• **Problem statement**
Format all the lines below as a numbered list, leaving out blank lines and the pictures.

================================

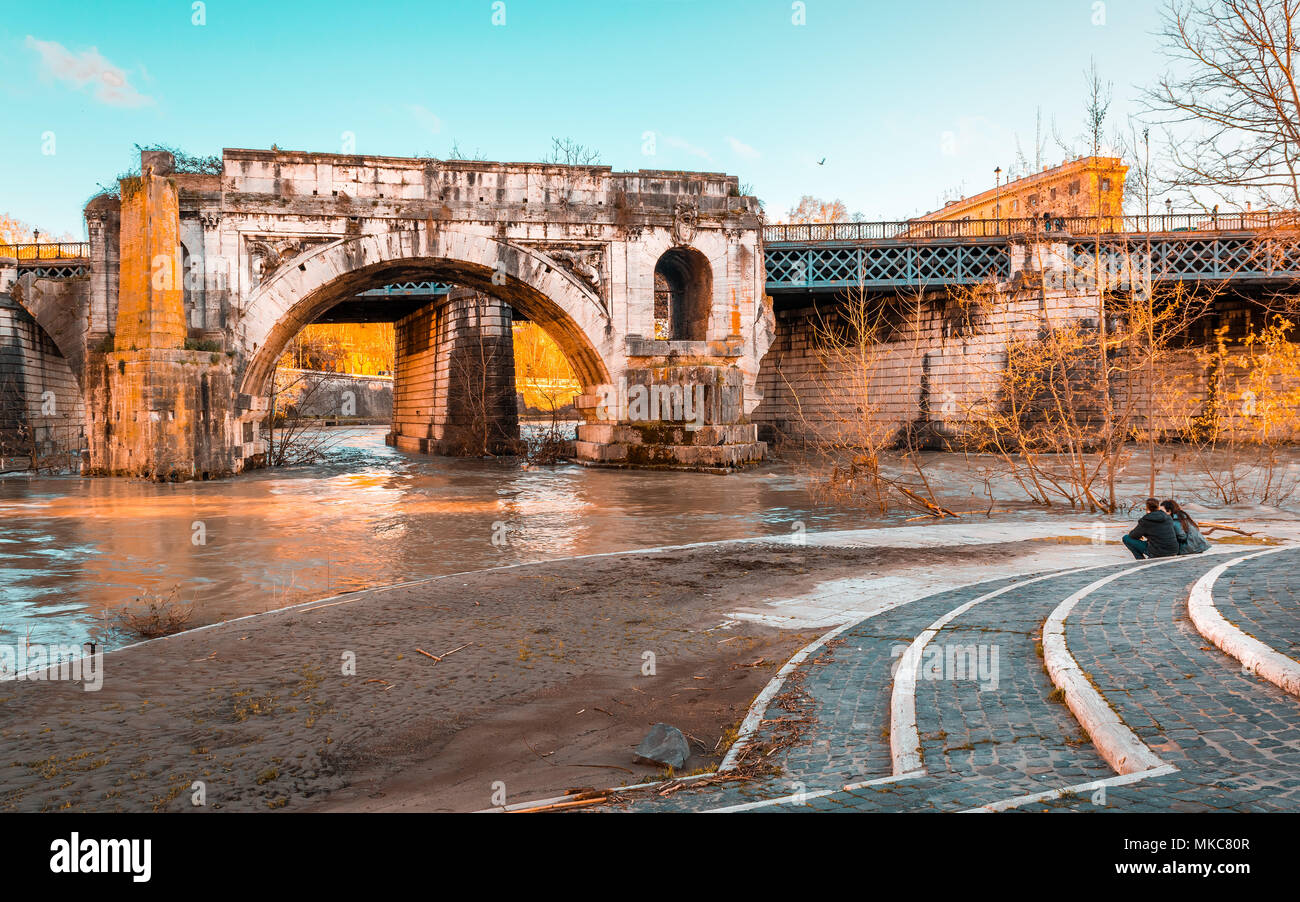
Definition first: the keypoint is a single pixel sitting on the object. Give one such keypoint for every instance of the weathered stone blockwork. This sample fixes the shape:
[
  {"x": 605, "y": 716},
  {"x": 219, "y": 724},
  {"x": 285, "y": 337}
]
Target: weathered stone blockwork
[
  {"x": 932, "y": 373},
  {"x": 278, "y": 238},
  {"x": 454, "y": 382},
  {"x": 40, "y": 402}
]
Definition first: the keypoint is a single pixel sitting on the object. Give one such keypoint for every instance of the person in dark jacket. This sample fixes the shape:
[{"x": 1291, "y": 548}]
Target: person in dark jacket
[
  {"x": 1155, "y": 534},
  {"x": 1190, "y": 540}
]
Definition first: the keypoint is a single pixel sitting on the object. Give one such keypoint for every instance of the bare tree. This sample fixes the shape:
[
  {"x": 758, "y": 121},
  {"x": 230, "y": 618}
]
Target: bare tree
[
  {"x": 1233, "y": 96},
  {"x": 568, "y": 152},
  {"x": 814, "y": 209}
]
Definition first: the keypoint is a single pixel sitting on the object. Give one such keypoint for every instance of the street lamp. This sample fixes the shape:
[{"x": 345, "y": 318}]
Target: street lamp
[{"x": 997, "y": 198}]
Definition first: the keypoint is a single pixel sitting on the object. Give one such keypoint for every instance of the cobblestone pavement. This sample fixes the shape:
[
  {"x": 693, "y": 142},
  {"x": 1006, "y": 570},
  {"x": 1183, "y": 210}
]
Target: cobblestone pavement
[
  {"x": 996, "y": 731},
  {"x": 1262, "y": 598}
]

================================

• **Reply**
1. Definition first: the keypoint is a single pixel sitting on the object. Give one such keypoint for every instance of the weathered stone blockwork. This sample fixes the shape:
2. [
3.   {"x": 605, "y": 716},
4.   {"x": 219, "y": 724},
5.   {"x": 285, "y": 337}
6. ]
7. Target: weathered stone blockwork
8. [
9.   {"x": 932, "y": 373},
10.   {"x": 278, "y": 238},
11.   {"x": 454, "y": 382},
12.   {"x": 40, "y": 402}
13. ]
14. Definition first: the keypoint is a single pixel sitting on the object. Give one such keypoint for every instance of the person in dark jacket. This sample fixes the shape:
15. [{"x": 1291, "y": 548}]
16. Target: person in dark jacket
17. [
18.   {"x": 1155, "y": 534},
19.   {"x": 1190, "y": 540}
20. ]
21. Definition first: the keypoint is a single pixel sitting on the object. Give one such keypoint for every instance of the bare tree. This sample fixes the shape:
22. [
23.   {"x": 758, "y": 121},
24.   {"x": 230, "y": 618}
25. ]
26. Target: bare tree
27. [
28.   {"x": 1233, "y": 96},
29.   {"x": 568, "y": 152},
30.   {"x": 814, "y": 209}
31. ]
32. Definition first: the keypoint is a single pixel sitting on the object. Give one such keypoint for every instance of the street lamp. This sample fixes the shape:
33. [{"x": 345, "y": 318}]
34. Target: street lamp
35. [{"x": 997, "y": 198}]
36. Definition first: the keypoint is a single pixel sitting on the object. Give one such keypoint for every instance of the cobblestone pavement. This sample fixes the shape:
37. [
38.   {"x": 693, "y": 142},
39.   {"x": 1006, "y": 570},
40.   {"x": 1183, "y": 210}
41. ]
42. Target: cobblestone pavement
43. [
44.   {"x": 996, "y": 731},
45.   {"x": 1262, "y": 598}
46. ]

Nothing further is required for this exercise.